# Written task a
Extract every line of the listing below that contains the string "wheelhouse".
-- Begin Reading passage --
Pengxuan Zheng <[email protected]> writes:
> This is similar to the recent improvements to the Advanced SIMD popcount
> expansion by using SVE. We can utilize SVE to generate more efficient code for
> scalar mode popcount too.
>
> Changes since v1:
> * v2: Add a new VNx1BI mode and a new test case for V1DI.
> * v3: Abandon VNx1BI changes and add a new variant of aarch64_ptrue_reg.
Sorry for the slow review.
The patch looks good though. OK with the changes below:
> diff --git a/gcc/testsuite/gcc.target/aarch64/popcnt12.c
> b/gcc/testsuite/gcc.target/aarch64/popcnt12.c
> new file mode 100644
> index 00000000000..f086cae55a2
> --- /dev/null
> +++ b/gcc/testsuite/gcc.target/aarch64/popcnt12.c
> @@ -0,0 +1,18 @@
> +/* { dg-do compile } */
> +/* { dg-options "-O2 -fgimple" } */
> +/* { dg-final { check-function-bodies "**" "" "" } } */
> +
It's probably safer to add:
#pragma GCC target "+nosve"
-- End Reading passage --
-- Begin Listed entries --
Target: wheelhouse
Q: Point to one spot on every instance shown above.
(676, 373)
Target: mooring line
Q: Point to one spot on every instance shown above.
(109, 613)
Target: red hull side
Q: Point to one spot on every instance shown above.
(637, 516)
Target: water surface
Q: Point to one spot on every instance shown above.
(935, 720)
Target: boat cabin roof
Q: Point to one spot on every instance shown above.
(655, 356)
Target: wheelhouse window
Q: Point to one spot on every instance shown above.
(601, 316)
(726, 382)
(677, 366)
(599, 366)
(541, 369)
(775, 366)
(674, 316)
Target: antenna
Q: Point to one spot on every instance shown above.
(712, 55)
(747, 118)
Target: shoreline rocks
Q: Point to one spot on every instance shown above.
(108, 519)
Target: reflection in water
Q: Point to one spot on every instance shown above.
-- End Listed entries --
-- Begin Listed entries --
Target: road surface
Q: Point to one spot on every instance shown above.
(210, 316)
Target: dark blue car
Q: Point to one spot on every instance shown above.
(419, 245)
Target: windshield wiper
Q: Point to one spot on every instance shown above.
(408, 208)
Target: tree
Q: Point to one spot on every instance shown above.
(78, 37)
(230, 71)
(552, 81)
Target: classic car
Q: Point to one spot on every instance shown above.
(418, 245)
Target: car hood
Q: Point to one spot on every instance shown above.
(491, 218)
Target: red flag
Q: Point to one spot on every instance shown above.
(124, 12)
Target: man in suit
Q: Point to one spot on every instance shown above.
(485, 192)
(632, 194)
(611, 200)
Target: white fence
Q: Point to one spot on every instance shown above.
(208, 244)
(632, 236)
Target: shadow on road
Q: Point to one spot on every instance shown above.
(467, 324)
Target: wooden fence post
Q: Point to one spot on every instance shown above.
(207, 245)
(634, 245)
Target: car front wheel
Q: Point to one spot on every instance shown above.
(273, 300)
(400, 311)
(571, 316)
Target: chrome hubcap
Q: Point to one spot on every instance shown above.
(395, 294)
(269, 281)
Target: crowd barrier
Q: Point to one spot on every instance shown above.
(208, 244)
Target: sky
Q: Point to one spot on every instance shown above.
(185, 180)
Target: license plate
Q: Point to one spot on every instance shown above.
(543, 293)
-- End Listed entries --
# Written task b
Transcribe the review of the SVE popcount patch above in full, reproducing it without alteration.

# Written reply a
Target: wheelhouse
Target: wheelhouse window

# Written reply b
Pengxuan Zheng <[email protected]> writes:
> This is similar to the recent improvements to the Advanced SIMD popcount
> expansion by using SVE. We can utilize SVE to generate more efficient code for
> scalar mode popcount too.
>
> Changes since v1:
> * v2: Add a new VNx1BI mode and a new test case for V1DI.
> * v3: Abandon VNx1BI changes and add a new variant of aarch64_ptrue_reg.
Sorry for the slow review.
The patch looks good though. OK with the changes below:
> diff --git a/gcc/testsuite/gcc.target/aarch64/popcnt12.c
> b/gcc/testsuite/gcc.target/aarch64/popcnt12.c
> new file mode 100644
> index 00000000000..f086cae55a2
> --- /dev/null
> +++ b/gcc/testsuite/gcc.target/aarch64/popcnt12.c
> @@ -0,0 +1,18 @@
> +/* { dg-do compile } */
> +/* { dg-options "-O2 -fgimple" } */
> +/* { dg-final { check-function-bodies "**" "" "" } } */
> +
It's probably safer to add:
#pragma GCC target "+nosve"